Défi 1: D'après l'entretien, pourquoi l'étudiant juge-t-il regrettable de n'avoir trouvé que deux étudiants tambacoundois parmi les étudiants sénégalais ? Répondez en une à trois phrases.
Défi 2: Dans l'entretien, pendant combien d'années l'étudiant a-t-il reçu une aide boursière du gouvernement sénégalais ?
Défi 3: Recopiez le passage de l'entretien qui commence par « Pourquoi avoir choisi » et se termine par « de footballeurs professionnels. ».

Extrait source:
###

Les conditions d’accueil que vous avez trouvées en France ont-elles été favorables pour mener vos études?
Les études et les conditions d’accueil sont extrêmement difficiles en France, contrairement à ce que l’on croit. Depuis 1994, date à laquelle je me suis inscrit à la Faculté de droit qui compte chaque année à peu près 3000 étudiants africains, seulement trois étudiants ont pu soutenir leur thèse en droit privé. Mon oncle, Seydou Guindo, a financé ma première année d’études et m’a beaucoup conseillé, soutenu moralement et psychologiquement. J’ai finalement pu obtenir une aide boursière du gouvernement sénégalais pendant cinq ans. Les longues études, c’est beaucoup de souffrance, d’isolement, de sacrifices, de privations.
Avez-vous retrouvé des compatriotes tambacoundois en France et avez-vous développé des activités communes ou associatives?
J’ai trouvé deux étudiants tambacoundois, en l’occurrence Mady Danfakha et Khaoussou Sylla, sur 600 étudiants sénégalais. Ce qui est regrettable car moins on a de personnes hautement compétentes, moins notre ville sera représentée dans les hautes sphères de décision de notre pays. La situation n’a pas évolué pour les Tambacoundois. Pourtant le nombre de boursiers sénégalais augmente chaque année depuis l’alternance. Les jeunes Tambacoundois sont-ils mal défendus par nos élus au niveau des services de bourses du Sénégal? L’éducation n’est-elle pas la base de tout développement? Si nos dirigeants régionaux ne nous défendent pas, qui le fera à leur place, pour nous, nos frères et sœurs, nos enfants? Je me suis investi dans la vie associative d’abord dans l’association des étudiants sénégalais pendant 5 ans, ensuite comme vice-président du conseil d’administration du CROUS de la Région Champagne-Ardennes en tant que représentant de l’ensemble des 27000 étudiants de l’université, enfin comme président de l’association de tous les étudiants africains qui représente à peu près 3000 étudiants.
Pourquoi avoir choisi le thème de votre thèse dans le domaine du football?
Deux raisons m’ont poussé à choisir un sujet de thèse sur les transferts de footballeurs professionnels.
– D’abord, le vide juridique, puisque les sportifs professionnels sont transférés à des montants estimés aujourd’hui à presque 2 milliards d’euros alors que l’opération n’est pas qualifiée sur le plan juridique. Mon travail consistait à donner une base juridique aux transferts. Ainsi, j’ai proposé une problématique à la FIFA et au centre international d’études du sport en Suisse, qui non seulement ont retenu ma candidature après une sélection mondiale des dossiers mais aussi décidé de m’octroyer une bourse de recherche très prisée.
-Deuxièmement, le football est le sport roi et l’Afrique, notamment le Sénégal, a besoin d’experts de haut niveau pour adapter son organisation aux évolutions récentes du sport qui est devenu un vrai business nécessitant une vraie expertise. Nous ne manquons pas de talents mais nous manquons d’expertise réelle en matière de management sportif pour réduire ce que j’appelle la fracture sportive.
Avez-vous l’intention de contribuer par vos travaux universitaires à l’amélioration des conditions de transfert des footballeurs africains et de quelle manière?

###

Lignes affichées:
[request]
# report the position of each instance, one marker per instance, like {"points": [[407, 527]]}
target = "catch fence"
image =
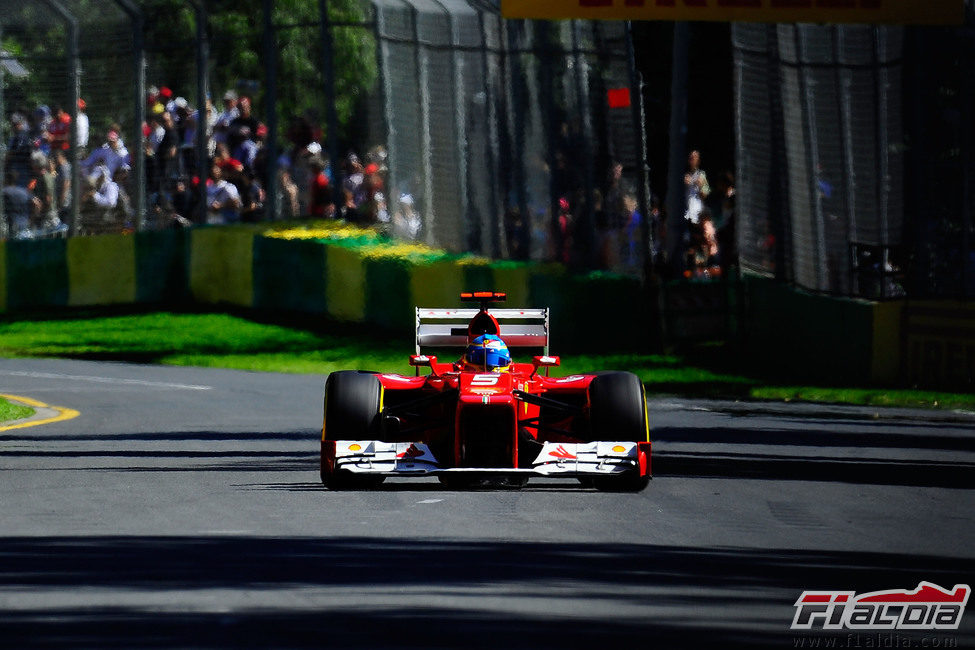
{"points": [[474, 133]]}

###

Réponse complète 1: Il le regrette parce que, selon lui, moins il y a de personnes hautement compétentes, moins sa ville sera représentée dans les hautes sphères de décision du pays.

Réponse complète 2: Pendant cinq ans.

Réponse complète 3:
Pourquoi avoir choisi le thème de votre thèse dans le domaine du football?
Deux raisons m’ont poussé à choisir un sujet de thèse sur les transferts de footballeurs professionnels.